-------- VORGEGEBENER TEXT

Hier mal einige Beispiele in sehr verkürzter und vereinfachter Form:
a) Buddhisten glauben an die vier Edlen Wahrheiten. Irdisches Dasein ist leidvoll (Wahrheit Nr. 1). Dieses Leiden hat seinen Ursprung in Begierden und Sinnesanhaftungen (Wahrheit Nr. 2). Leid kann allerdings überwunden werden (Wahrheit Nr. 3). Die Überwindung des Leidens besteht im Achtgliedrigen Pfad (Wahrheit Nr. 4), der aus acht Tugenden besteht und den man zum Erreichen des Nirvanas in reinster Form verwirklichen muss.
b) Advaita Vedanta, eine bedeutende Richtung des Hinduismus, knüpft am Buddhismus an. Allerdings erkennt er im Gegensatz zum Buddhismus einen "Atman" an, was oft als "Selbst" übersetzt wird und mit unserem Verständnis von Seele verglichen wird. Dieses individuelle Selbst ist getrennt vom absoluten Selbst, dem Brahman. Ursprünglich war das Brahman eins, aber die einzelnen Atmans sind nun von ihm getrennt. Jeder von uns ist von Maya, einer illusionierend Kraft verblendet, dass wir das Einssein von Brahman und Atman nicht erkennen. Ziel ist es, unseren Atman wieder mit dem Brahman eins werden zu lassen. Dies gelingt durch die Studien der Heiligen Schriften, um das Brahman zu erfassen und um Frei von Begierden zu werden.
c) Fast alle Hindu-Strömungen berufen sich auf die Brahman-Atman-Lehre. Jedoch wird, je nach angebeteter Gottheit, das Brahman mit dem jeweiligen Gott gleichgesetzt. Brahman ist für Shivaiten der Gott Shiva, Vishnuiten der Gott Vishnu oder für Shaktisten die (weibliche) Energie Shakti. Abhängig von der Strömung wird das Überwinden von der Illusionskraft Maya anders gedeutet. Sehr populär ist die Bhakti-Tradition im Hinduismus. Hier reicht nicht das reine Wissen und Erkennen des Brahmans aus, sondern man muss sein Handeln der jeweiligen Gottheit widmen, um die eigenen Begierden über Bord zu werfen. Dieser hingebungsvolle, selbstlose und aufopfernde Dienst ist ein Akt der (Gottes-)Liebe, Bhakti genannt. Insbesondere im Krishna-Kult spielt die Bedeutung von Bhakti eine zentrale Rolle. Übrigens werden alle anderen Götter als eine Manifestation (Avatar genannt) des angebeteten Gottes angesehen, wodurch die meisten Hindus an einen Gott glauben, der uns aber in vielen Formen erscheinen kann.

----------------
-------- QUELLDATEN

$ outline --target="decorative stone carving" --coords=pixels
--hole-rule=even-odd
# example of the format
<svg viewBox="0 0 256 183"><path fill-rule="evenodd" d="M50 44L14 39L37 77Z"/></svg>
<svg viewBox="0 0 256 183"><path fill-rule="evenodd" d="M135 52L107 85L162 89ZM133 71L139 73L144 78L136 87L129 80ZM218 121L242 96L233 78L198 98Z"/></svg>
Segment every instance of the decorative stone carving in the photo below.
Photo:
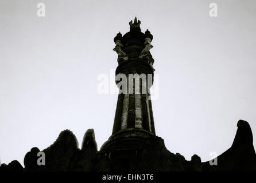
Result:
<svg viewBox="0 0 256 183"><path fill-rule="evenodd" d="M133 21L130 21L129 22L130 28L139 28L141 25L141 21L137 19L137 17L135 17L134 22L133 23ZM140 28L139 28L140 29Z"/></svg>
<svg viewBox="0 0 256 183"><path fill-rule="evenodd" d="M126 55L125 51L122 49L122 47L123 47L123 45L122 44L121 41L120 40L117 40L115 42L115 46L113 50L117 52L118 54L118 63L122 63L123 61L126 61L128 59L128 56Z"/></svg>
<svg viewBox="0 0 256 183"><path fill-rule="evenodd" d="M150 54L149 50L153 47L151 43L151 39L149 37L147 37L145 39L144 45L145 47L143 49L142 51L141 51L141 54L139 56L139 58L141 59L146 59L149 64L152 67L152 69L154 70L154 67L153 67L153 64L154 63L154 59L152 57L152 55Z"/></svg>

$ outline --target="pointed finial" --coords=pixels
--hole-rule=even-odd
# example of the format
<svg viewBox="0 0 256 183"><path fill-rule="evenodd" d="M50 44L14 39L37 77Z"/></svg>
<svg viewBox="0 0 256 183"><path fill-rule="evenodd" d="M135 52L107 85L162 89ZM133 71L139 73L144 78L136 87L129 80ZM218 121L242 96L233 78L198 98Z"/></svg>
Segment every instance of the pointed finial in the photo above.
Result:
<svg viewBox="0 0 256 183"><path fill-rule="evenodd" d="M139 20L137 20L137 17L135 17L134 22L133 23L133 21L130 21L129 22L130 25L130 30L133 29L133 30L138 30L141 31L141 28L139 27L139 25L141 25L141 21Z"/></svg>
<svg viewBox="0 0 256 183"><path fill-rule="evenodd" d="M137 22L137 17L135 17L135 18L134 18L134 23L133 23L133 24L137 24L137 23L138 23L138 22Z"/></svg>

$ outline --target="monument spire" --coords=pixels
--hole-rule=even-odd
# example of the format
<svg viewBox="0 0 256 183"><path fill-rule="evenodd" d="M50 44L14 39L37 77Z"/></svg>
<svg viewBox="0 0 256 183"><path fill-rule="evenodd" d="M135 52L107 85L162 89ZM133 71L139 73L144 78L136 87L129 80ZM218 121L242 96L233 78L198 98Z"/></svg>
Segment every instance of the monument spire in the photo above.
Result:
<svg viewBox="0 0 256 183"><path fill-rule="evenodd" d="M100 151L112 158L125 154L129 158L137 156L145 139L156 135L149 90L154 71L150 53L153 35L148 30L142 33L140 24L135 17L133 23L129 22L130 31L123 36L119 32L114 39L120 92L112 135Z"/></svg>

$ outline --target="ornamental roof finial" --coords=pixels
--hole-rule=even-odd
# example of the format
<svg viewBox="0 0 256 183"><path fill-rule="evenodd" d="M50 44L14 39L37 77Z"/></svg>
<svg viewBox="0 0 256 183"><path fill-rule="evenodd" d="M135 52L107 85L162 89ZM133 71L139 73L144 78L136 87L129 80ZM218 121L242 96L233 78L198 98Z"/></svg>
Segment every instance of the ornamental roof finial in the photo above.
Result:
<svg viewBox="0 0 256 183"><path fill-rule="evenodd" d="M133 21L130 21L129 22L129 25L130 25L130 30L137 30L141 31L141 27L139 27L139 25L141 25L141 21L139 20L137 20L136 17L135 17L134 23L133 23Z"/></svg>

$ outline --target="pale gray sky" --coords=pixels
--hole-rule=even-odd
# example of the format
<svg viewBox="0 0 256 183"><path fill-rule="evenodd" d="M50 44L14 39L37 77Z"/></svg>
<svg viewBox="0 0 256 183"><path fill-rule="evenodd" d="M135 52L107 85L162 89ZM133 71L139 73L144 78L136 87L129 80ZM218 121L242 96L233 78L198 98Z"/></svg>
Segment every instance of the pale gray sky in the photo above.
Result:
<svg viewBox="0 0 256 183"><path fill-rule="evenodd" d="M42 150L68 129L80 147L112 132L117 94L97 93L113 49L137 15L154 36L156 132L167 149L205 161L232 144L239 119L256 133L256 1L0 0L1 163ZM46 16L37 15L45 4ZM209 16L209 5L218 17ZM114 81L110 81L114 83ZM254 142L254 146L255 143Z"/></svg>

----------------
-------- QUELLDATEN

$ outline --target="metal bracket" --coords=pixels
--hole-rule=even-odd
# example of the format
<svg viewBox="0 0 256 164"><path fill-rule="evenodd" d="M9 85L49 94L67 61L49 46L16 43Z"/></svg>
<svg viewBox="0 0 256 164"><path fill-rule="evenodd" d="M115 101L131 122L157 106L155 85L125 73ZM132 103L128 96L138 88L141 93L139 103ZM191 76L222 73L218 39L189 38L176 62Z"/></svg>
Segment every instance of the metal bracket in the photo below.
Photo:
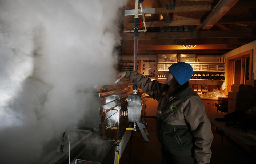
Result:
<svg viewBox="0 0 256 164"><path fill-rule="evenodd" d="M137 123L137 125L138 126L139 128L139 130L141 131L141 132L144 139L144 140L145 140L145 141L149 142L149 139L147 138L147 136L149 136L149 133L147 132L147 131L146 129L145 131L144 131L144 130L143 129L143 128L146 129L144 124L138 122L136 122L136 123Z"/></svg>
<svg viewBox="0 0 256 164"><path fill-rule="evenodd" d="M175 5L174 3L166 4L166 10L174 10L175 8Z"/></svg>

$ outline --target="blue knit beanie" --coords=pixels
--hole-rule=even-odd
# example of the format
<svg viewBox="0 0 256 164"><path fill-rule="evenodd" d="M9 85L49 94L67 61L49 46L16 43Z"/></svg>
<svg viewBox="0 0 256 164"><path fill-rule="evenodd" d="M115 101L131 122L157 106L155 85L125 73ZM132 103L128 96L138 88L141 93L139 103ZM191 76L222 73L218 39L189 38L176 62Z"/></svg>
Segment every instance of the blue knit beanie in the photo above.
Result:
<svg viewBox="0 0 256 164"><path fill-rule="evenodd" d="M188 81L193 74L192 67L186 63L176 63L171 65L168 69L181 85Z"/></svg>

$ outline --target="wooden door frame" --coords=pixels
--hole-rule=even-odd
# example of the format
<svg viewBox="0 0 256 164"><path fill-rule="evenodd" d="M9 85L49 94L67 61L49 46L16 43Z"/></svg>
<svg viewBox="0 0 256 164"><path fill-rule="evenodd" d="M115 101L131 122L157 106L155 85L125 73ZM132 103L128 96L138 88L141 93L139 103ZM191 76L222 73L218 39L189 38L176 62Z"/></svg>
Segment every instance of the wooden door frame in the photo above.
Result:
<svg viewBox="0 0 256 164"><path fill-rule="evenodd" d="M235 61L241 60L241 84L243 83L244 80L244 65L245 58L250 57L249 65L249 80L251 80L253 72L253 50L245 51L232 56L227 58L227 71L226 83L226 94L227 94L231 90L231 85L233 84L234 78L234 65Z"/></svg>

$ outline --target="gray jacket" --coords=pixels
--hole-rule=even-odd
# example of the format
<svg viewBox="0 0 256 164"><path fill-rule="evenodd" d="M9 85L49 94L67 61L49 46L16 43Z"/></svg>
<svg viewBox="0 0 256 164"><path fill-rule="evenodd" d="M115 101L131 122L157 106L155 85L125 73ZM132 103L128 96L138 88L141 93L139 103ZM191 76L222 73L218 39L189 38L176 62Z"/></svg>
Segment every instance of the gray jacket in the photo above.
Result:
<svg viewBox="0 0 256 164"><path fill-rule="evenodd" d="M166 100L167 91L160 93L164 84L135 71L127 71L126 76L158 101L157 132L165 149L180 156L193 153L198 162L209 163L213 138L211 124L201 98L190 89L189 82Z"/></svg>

----------------
-------- QUELLDATEN

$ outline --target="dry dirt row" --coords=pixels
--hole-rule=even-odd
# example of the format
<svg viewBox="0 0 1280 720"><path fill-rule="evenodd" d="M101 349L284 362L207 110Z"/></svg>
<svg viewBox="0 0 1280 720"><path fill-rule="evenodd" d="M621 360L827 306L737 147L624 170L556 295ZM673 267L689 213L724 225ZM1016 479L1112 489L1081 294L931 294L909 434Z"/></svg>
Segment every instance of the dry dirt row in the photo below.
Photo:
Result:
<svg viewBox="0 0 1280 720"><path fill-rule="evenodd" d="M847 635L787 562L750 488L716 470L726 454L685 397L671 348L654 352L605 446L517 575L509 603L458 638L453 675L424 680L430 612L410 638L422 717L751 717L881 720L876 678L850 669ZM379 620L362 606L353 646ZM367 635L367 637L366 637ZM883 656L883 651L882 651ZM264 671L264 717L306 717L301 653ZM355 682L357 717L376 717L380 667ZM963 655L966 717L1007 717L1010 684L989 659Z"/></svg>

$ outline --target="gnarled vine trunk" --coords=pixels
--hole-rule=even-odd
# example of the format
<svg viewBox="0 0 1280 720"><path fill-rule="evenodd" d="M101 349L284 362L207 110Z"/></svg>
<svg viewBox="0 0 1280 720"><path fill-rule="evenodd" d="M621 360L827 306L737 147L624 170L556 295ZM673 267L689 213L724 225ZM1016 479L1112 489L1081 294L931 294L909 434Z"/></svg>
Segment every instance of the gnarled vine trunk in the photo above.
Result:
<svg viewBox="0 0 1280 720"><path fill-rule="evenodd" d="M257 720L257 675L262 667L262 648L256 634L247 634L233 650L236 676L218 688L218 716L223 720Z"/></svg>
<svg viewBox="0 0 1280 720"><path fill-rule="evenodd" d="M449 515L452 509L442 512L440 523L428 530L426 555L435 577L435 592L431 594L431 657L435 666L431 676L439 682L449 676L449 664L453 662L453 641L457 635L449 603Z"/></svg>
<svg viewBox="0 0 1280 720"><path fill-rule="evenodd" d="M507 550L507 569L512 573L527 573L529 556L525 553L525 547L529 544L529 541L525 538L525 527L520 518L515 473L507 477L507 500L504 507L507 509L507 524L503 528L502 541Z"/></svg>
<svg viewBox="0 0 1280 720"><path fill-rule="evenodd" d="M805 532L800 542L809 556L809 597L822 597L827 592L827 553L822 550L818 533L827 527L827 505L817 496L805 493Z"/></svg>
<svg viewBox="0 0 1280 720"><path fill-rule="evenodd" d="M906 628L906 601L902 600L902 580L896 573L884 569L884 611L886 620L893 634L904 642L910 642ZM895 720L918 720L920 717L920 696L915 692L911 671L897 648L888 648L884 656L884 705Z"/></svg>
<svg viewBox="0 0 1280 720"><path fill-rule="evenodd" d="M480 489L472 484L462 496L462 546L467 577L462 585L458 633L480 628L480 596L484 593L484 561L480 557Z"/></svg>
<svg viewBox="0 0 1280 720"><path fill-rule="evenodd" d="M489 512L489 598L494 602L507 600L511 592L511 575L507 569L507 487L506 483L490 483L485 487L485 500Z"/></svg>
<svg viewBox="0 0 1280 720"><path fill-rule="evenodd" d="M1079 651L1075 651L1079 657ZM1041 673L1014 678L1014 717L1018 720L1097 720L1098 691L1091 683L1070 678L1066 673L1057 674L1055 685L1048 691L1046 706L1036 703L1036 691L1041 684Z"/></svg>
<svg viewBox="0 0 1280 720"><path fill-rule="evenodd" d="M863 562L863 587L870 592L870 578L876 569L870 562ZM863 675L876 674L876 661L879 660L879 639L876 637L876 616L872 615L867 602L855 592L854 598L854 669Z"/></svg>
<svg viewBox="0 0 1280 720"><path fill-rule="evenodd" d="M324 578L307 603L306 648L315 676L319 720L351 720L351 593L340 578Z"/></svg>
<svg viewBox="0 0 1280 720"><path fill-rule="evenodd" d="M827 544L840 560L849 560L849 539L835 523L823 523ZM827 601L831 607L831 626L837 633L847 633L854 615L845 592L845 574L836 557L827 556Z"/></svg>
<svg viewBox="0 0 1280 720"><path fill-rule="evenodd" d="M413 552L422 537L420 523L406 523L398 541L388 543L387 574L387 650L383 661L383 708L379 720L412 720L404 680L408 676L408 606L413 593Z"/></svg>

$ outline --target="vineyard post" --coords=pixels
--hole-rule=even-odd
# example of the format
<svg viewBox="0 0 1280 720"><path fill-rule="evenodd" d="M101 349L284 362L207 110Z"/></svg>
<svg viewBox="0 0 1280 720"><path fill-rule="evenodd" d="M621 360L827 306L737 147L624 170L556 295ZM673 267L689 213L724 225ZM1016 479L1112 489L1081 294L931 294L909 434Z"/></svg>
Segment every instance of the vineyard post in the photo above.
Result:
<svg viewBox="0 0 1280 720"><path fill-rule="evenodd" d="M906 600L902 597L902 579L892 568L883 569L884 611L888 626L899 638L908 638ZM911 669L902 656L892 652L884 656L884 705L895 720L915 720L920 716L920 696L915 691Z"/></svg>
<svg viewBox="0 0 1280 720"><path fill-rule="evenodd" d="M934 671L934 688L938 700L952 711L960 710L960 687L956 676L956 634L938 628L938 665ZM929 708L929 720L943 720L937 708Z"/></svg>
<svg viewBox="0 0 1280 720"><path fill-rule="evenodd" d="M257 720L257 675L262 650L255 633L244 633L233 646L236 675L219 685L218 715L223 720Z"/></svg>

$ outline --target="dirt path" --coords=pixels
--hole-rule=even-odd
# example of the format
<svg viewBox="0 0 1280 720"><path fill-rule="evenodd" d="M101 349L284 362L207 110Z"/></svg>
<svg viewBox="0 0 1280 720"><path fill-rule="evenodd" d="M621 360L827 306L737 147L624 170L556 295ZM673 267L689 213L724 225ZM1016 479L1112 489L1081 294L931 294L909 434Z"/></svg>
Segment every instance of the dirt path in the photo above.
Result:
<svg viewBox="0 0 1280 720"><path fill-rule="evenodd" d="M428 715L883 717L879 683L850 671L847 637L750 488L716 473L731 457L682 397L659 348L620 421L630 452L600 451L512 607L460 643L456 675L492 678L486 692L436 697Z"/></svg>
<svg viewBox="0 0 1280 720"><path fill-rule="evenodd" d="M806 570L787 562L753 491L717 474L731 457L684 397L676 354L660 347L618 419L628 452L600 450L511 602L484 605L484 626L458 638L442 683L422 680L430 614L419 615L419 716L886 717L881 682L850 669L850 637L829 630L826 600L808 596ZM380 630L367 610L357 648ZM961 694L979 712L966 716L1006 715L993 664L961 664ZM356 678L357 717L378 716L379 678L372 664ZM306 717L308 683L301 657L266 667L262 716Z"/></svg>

----------------

* AUFGABEN *
**A)** Finde alle Zeilen, in denen das Wort „monument“ vorkommt, und schreib sie ab. Dabei kommt es auf Groß- und Kleinschreibung an.
**B)** Schreib den Text über Buddhismus und Hinduismus weiter, und zwar ab seinem letzten Satz.

* LÖSUNGEN *
**A)**
$ outline --target="monument spire" --coords=pixels
Segment every instance of the monument spire in the photo above.

**B)**
Zweiter Irrtum: Man muss gutes Karma erzeugen und soll schlechtes Karma vermeiden.
Es ist beides schlecht, weil es zur Wiedergeburt führt. Ziel ist es, kein Karma mehr zu erzeugen. Die Bhagavad Gita, eine zentrale Heilige Schrift der Hindus, beschreibt drei Formen des Karma:
Fangen wir mit vikarman an. Darunter wird "schlechtes" Karma verstanden, das z. B. durch Mord, Lüge oder Gewalt entsteht. Wenn beim Tod vikarman überwiegt, dann gelangt man in eine der Höllenwelten und wenn das vikarman verbraucht ist, wird man wieder in einer niedrigeren Lebensform als der letzten wiedergeboren.
Das zweite ist das karman, also das "gute" Karma. Das wäre z. B. seinen Mitmenschen zu helfen. Wenn beim Tod karman überwiegt, kommt man in eine der Paradieswelten und wenn das karman verbraucht ist, wird man in eine höhere Lebensform als der letzten wiedergeboren.
Um nicht mehr wiedergeboren zu werden, braucht man akarman. Das bedeutet, kein Karma mehr zu erzeugen, weder gutes noch schlechtes. Man erzeugt kein Karma, indem man zwar was Gutes tut, aber frei von Begierden und Anhaftungen dabei ist. Wer also selbstlos und ohne Verlangen Gutes tut, der erzeugt kein Karma.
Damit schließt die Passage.